Gather every line of the data below that contains the string "black". Treat uppercase and lowercase letters as different.

(Entries for pointing and labeling)
## begin

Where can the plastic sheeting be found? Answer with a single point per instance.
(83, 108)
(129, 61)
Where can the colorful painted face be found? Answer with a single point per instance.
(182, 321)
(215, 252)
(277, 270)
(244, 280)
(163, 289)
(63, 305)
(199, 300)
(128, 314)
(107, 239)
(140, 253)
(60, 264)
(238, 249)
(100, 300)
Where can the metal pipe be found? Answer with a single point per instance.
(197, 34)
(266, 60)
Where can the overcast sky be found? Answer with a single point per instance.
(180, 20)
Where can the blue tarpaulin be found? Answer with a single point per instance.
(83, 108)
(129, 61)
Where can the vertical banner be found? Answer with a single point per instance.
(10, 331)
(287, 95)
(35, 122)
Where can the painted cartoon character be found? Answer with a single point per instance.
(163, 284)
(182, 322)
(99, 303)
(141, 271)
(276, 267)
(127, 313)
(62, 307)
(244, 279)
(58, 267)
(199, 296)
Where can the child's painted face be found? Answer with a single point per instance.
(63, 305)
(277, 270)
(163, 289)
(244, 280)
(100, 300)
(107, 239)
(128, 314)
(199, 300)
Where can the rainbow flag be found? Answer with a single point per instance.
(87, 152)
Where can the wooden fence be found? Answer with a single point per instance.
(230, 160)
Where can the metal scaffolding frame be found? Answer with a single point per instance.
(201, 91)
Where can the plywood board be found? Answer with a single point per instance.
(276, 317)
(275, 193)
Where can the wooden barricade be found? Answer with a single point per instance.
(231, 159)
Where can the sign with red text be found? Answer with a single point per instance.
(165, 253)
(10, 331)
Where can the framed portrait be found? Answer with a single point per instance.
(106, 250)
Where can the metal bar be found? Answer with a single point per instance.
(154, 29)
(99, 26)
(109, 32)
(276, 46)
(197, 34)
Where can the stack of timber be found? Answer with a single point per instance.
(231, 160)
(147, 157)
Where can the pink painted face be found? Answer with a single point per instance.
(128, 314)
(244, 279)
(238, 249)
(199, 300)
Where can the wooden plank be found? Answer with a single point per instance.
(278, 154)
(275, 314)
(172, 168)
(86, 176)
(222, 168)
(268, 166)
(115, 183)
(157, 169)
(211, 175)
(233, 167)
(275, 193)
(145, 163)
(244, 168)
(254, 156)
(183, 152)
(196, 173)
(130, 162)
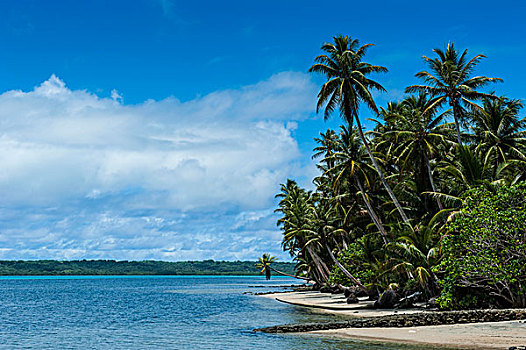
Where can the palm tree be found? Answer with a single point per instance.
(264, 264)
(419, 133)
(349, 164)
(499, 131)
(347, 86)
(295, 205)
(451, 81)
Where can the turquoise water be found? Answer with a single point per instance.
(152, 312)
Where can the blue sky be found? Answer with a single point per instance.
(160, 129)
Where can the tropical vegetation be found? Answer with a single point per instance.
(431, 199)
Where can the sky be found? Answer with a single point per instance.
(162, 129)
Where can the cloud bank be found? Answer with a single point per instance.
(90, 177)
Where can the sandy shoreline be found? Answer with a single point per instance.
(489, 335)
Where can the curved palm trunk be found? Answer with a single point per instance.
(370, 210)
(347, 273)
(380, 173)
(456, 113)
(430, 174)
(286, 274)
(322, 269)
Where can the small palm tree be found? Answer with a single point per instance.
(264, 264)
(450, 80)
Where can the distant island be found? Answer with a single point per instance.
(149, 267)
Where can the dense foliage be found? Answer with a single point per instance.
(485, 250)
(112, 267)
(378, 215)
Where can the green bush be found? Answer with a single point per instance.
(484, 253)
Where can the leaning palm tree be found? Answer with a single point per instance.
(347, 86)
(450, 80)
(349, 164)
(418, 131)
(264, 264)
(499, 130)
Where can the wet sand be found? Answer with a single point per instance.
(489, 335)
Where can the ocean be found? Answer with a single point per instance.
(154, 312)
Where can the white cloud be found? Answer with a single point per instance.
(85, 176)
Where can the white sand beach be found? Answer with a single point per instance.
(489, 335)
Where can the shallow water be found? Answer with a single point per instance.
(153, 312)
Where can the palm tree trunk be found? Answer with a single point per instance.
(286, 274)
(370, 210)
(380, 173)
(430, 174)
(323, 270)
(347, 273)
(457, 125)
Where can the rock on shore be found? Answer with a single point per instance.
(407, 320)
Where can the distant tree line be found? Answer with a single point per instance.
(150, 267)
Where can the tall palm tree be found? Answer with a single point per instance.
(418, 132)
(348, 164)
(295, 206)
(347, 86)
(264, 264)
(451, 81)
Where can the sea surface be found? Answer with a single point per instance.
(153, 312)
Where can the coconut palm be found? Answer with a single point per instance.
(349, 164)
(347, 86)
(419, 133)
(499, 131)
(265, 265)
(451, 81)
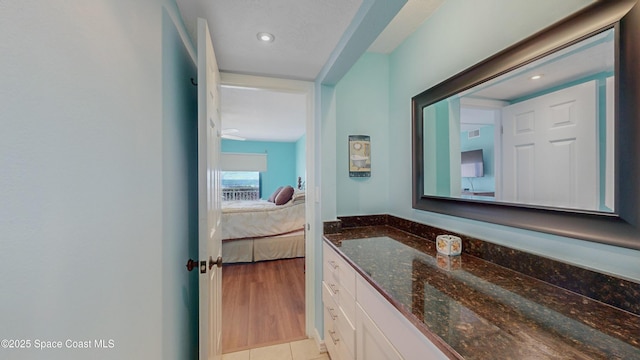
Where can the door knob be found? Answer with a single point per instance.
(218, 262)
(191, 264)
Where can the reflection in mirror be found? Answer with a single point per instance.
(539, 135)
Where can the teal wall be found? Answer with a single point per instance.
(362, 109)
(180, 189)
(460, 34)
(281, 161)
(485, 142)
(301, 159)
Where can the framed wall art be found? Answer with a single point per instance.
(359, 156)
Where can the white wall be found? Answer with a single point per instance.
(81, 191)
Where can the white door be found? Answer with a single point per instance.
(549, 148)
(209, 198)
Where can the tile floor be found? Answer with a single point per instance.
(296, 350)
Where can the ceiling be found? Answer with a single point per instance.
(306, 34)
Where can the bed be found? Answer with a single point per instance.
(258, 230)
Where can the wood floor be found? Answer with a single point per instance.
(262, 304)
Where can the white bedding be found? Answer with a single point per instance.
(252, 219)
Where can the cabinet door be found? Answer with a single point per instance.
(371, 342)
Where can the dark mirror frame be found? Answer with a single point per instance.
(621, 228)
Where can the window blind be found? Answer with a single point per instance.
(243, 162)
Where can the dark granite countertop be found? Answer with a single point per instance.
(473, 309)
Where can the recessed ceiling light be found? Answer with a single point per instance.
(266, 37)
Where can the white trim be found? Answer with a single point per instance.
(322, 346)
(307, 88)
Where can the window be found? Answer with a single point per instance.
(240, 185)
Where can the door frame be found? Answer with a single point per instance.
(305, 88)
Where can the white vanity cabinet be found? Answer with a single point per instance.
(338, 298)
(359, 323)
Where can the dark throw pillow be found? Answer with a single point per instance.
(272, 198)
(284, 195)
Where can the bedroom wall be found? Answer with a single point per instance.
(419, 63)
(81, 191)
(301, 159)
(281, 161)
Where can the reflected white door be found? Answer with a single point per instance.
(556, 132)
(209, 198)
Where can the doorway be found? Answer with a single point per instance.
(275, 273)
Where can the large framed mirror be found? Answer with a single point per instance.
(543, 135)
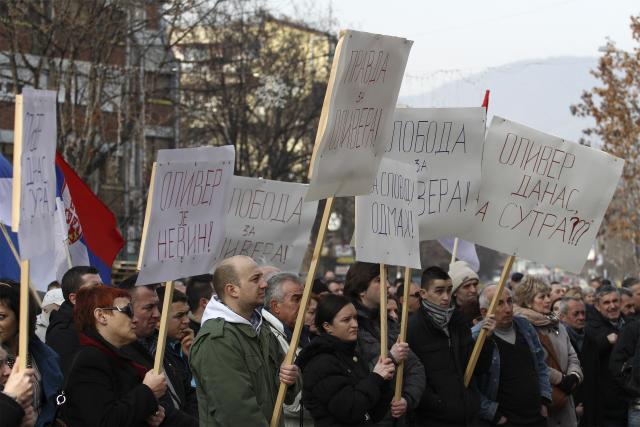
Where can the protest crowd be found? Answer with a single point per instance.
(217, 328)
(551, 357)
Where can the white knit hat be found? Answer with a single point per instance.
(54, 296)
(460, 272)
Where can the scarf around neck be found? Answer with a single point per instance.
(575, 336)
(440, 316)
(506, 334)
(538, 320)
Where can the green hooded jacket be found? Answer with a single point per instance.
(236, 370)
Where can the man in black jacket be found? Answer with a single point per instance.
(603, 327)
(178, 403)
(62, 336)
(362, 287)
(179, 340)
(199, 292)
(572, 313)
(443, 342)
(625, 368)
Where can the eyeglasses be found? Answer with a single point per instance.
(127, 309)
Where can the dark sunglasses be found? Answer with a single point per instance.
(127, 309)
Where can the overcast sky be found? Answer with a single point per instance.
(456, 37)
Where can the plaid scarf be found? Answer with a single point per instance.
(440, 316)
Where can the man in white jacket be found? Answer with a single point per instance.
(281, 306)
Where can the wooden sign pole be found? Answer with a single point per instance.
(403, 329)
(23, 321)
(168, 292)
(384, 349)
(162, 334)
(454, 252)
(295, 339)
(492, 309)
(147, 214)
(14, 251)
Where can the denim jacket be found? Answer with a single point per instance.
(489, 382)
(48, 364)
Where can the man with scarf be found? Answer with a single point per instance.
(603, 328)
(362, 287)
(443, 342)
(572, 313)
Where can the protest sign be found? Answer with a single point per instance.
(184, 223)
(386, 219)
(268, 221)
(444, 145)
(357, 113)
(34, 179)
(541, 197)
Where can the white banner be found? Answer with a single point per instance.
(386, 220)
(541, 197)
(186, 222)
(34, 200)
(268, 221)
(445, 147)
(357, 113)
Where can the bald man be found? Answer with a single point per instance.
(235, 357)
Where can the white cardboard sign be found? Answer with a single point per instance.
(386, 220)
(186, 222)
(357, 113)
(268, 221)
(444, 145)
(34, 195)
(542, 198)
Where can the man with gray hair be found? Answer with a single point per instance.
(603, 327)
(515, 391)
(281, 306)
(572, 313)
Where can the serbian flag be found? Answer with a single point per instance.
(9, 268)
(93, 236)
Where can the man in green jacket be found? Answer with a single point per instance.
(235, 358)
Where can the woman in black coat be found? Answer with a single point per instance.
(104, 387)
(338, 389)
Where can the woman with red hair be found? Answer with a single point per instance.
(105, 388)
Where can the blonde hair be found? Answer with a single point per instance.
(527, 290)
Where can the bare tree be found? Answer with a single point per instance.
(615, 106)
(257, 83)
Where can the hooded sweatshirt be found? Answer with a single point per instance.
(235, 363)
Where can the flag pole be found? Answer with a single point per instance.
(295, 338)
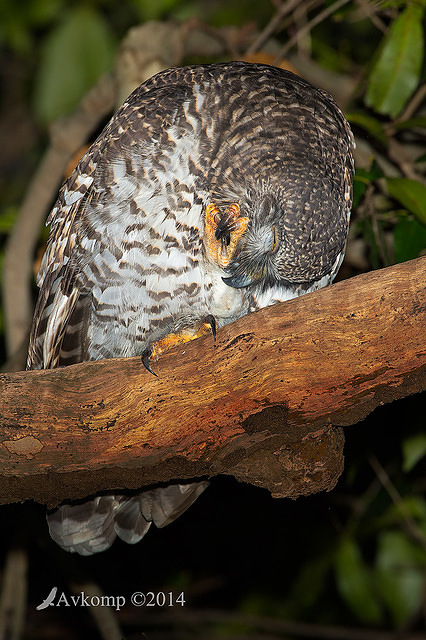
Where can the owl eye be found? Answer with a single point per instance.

## end
## begin

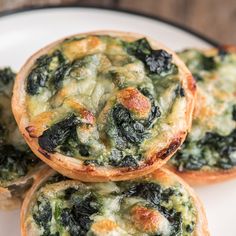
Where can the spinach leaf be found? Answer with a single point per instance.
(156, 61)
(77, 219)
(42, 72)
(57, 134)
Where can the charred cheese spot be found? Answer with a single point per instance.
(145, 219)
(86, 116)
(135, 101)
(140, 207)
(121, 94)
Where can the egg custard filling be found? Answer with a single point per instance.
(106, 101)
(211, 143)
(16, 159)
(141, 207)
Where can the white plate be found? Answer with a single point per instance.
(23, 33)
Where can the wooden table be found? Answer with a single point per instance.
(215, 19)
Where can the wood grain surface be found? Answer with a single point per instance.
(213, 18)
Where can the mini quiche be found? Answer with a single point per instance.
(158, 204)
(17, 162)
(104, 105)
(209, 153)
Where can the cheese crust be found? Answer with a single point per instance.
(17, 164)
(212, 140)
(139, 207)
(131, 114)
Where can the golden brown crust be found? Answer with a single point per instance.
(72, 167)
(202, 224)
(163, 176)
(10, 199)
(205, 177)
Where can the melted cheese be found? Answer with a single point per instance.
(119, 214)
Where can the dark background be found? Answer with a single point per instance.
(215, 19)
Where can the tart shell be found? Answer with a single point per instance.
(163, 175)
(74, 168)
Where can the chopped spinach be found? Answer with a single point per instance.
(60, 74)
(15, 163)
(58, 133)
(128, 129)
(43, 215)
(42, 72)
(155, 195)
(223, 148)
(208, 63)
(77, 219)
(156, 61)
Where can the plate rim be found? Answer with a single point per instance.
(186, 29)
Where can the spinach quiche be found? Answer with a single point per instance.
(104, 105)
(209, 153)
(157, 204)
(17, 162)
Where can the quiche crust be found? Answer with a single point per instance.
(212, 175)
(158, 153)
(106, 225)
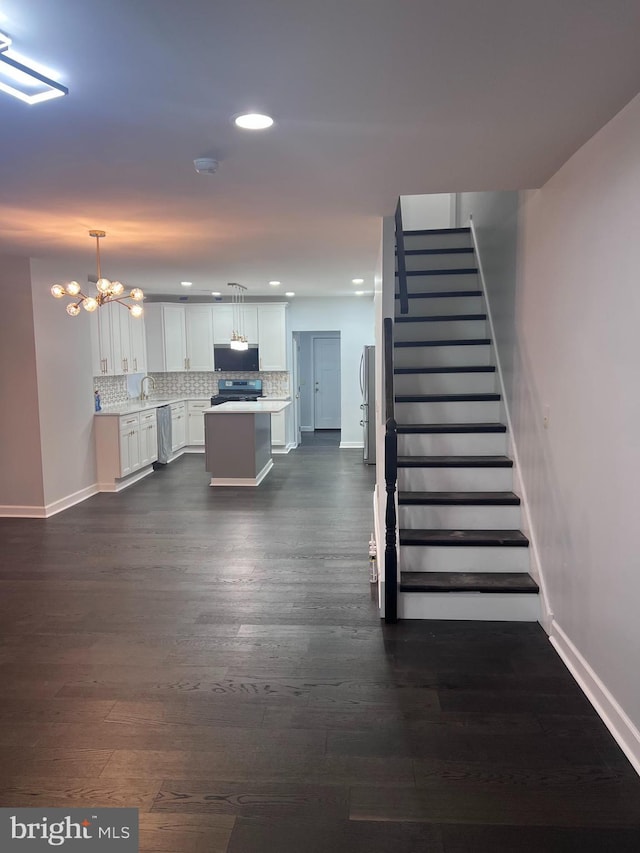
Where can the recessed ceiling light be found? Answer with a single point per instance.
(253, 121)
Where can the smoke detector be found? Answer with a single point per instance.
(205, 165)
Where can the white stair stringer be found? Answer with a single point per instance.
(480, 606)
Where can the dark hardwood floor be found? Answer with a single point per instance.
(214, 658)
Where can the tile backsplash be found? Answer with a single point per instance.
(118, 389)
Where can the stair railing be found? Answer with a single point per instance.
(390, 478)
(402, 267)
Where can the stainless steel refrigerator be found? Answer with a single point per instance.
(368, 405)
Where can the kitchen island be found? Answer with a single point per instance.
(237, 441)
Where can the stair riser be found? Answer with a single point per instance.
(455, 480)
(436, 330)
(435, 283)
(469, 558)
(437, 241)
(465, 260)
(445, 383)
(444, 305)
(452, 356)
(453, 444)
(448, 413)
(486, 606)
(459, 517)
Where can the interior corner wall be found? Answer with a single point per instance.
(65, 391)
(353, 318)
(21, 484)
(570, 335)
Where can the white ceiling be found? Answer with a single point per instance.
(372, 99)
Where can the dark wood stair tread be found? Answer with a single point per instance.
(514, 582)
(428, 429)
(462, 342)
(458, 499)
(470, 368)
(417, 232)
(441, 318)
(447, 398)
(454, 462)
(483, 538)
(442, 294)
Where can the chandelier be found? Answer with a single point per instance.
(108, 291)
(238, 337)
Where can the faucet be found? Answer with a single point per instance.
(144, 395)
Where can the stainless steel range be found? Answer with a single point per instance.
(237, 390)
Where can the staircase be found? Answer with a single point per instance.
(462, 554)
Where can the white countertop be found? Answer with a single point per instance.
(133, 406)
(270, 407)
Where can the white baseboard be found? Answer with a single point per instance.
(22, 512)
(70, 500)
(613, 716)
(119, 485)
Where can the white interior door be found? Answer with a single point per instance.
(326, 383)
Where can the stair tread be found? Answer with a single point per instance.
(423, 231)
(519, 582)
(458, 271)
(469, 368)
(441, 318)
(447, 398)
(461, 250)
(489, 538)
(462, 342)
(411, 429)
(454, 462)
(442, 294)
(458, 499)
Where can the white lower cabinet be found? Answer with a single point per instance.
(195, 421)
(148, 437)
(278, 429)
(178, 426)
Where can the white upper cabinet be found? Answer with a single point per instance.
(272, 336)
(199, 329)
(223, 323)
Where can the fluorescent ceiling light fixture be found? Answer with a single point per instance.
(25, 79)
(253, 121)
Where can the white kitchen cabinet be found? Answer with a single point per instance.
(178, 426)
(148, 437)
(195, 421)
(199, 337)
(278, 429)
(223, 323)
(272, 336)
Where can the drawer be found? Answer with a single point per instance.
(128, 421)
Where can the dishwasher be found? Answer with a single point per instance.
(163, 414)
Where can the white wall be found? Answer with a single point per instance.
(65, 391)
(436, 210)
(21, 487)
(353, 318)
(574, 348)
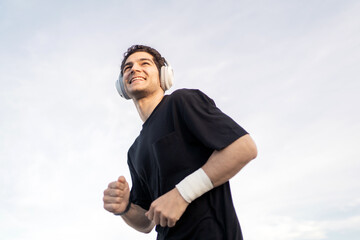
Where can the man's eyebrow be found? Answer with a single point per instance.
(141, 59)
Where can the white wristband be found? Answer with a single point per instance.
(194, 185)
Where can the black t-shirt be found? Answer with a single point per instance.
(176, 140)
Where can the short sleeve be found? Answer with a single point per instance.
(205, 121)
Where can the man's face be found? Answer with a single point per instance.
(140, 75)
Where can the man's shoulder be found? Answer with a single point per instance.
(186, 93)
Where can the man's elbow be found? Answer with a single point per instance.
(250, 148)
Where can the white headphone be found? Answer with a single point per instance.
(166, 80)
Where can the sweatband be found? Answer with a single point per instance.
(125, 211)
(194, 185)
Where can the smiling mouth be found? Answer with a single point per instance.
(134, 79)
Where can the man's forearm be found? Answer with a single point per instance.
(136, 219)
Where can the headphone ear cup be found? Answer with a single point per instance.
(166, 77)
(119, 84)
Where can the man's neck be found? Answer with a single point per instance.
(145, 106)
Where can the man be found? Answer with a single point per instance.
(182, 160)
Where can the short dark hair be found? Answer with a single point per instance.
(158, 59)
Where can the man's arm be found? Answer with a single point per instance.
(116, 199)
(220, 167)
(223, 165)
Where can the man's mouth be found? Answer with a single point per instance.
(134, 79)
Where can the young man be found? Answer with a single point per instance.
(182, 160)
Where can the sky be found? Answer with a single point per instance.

## end

* Exercise answer:
Where can the man in black jacket be found? Answer with a single point per instance.
Where can the woman in black coat be found? Answer with a single point per instance.
Where can the black t-shirt be found? Answer with a single point per instance.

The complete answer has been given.